▶ [TASK 1]: In the Bank of England rate cut report, what level did the repo rate fall to?
▶ [TASK 2]: List every organization named in the Bank of England rate cut report.
▶ [TASK 3]: Continue the Bank of England rate cut report from where it stops.
— START OF PASSAGE —
2 August 2001, 16:42 FOCUS BoE rate cut shows growing concern about UK impact of global downturn
--- by VICTORIA MAIN ---
LONDON (AFX) - Today's surprise interest rate cut by the Bank of
England is a sign of its growing concern about the impact of the global
economic downturn and the strength of sterling on the UK, economists
said.
Against expectations, the MPC cut the repo rate by 25 basis points
to 5.0 pct in its fourth cut this year. It cited "weaker-than-expected"
figures for the world economy and "the persistent strength of sterling"
in its accompanying statement.
"This cut has come completely out of the blue and goes totally
against what to date has been a very clear BoE policy of transparency,"
Bank of America chief European economist Jeremy Hawkins said.
"I think it does suggest they are increasingly concerned about the
knock-on effects for the UK of the combination of the worsening global
economy and sterling's strength," he said.
— END OF PASSAGE —
— START OF DATA SUPPLIED —
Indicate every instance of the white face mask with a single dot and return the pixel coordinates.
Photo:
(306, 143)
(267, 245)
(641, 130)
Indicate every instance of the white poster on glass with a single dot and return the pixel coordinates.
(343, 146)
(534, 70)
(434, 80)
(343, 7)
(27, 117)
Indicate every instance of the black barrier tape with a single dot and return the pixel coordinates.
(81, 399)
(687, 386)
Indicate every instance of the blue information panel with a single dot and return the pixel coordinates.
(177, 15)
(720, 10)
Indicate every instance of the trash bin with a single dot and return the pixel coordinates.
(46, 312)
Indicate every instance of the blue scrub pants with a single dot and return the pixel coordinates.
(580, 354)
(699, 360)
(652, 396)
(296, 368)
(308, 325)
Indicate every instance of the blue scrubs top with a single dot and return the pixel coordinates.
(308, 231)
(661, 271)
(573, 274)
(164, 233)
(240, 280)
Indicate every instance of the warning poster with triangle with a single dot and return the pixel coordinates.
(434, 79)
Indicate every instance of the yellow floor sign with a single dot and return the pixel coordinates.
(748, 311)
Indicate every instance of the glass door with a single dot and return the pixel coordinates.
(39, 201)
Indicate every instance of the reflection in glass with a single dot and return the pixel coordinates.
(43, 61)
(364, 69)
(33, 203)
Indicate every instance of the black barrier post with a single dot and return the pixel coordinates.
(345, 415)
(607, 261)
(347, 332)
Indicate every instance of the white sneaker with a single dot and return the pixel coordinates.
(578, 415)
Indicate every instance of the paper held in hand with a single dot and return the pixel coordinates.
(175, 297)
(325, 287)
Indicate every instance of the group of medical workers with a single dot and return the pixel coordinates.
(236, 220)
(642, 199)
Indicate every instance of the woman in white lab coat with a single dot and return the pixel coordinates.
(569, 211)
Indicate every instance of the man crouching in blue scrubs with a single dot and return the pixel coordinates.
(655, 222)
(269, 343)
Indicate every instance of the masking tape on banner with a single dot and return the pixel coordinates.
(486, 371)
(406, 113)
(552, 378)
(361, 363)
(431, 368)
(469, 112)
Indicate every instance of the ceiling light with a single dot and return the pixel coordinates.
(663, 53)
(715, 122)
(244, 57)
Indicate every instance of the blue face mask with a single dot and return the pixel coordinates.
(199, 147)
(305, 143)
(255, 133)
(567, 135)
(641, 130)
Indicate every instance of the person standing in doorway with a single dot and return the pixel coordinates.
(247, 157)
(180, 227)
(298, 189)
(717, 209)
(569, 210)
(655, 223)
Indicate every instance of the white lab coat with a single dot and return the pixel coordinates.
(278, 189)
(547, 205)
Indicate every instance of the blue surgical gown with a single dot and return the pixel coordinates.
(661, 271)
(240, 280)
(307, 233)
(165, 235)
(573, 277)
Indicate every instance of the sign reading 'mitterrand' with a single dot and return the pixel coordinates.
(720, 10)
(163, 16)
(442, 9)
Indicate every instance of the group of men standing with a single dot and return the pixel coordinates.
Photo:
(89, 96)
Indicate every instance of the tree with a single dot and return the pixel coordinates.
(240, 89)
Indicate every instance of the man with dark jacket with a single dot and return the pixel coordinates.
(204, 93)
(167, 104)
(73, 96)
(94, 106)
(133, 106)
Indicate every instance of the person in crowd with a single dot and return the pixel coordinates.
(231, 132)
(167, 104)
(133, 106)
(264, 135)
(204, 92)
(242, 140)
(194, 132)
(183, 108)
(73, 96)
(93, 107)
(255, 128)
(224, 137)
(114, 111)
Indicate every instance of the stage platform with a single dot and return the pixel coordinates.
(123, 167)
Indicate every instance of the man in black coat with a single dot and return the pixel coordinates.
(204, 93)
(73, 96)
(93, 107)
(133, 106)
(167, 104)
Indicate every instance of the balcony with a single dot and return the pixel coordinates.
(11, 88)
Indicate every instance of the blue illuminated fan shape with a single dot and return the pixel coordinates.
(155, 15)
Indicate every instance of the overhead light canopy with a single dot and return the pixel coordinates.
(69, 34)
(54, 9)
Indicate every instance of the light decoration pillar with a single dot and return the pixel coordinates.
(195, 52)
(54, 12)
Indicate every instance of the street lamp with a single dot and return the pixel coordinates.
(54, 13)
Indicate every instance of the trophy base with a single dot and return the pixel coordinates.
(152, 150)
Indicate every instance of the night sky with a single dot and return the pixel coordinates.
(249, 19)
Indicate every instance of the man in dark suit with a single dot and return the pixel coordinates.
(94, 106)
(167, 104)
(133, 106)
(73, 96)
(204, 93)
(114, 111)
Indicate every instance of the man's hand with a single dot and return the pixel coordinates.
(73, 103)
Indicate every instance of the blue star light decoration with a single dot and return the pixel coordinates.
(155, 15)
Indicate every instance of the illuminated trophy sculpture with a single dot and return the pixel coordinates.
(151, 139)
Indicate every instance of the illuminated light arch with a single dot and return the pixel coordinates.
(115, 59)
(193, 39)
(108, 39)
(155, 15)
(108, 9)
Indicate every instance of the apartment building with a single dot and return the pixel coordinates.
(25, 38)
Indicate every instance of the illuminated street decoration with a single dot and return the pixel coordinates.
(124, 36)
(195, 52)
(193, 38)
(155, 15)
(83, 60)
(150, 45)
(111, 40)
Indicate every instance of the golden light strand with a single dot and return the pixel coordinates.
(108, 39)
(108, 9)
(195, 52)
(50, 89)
— END OF DATA SUPPLIED —
▶ [OUTPUT 1]: The repo rate fell to 5.0 percent.

▶ [OUTPUT 2]: Bank of England (BoE), MPC, Bank of America, AFX

▶ [OUTPUT 3]:
Credit Suisse First Boston economist Robert Barrie too saw the
unexpected decision as demonstrating the MPC's concern about the global
economy.
"It also showed the MPC is prepared to act upon its concerns even
when there are some aspects of the domestic economy which are quite
strong," he said.
"That is useful information, and that is the way they acted three
years ago, so perhaps we should have borne that in mind," he said.
Investec economist Philip Shaw said the decision showed the MPC is
less focused on the strength of domestic demand than is widely held and
more concerned about the state of the world economy.
Shaw pointed to weakening figures from the euro zone and signs of a
fall in US consumption.
BNP Paribas economist Ken Wattret agreed the MPC was "responding to
the news since its last meeting, which from a global perspective has
been very dire, particularly in the European economies."
He said the timing of the cut was a surprise but added that, unlike
some of his counterparts, he had been expecting the MPC to ease
monetary policy in the next few months in order to cushion the UK
economy against the global slowdown.
"The MPC's statement ran very much along the lines of what we
thought would probably trigger a rate cut in the next few months, so
we're not maybe as flabbergasted as some," he said.
"People were saying that the bias is towards higher rates. That
wasn't a view that we shared," he said.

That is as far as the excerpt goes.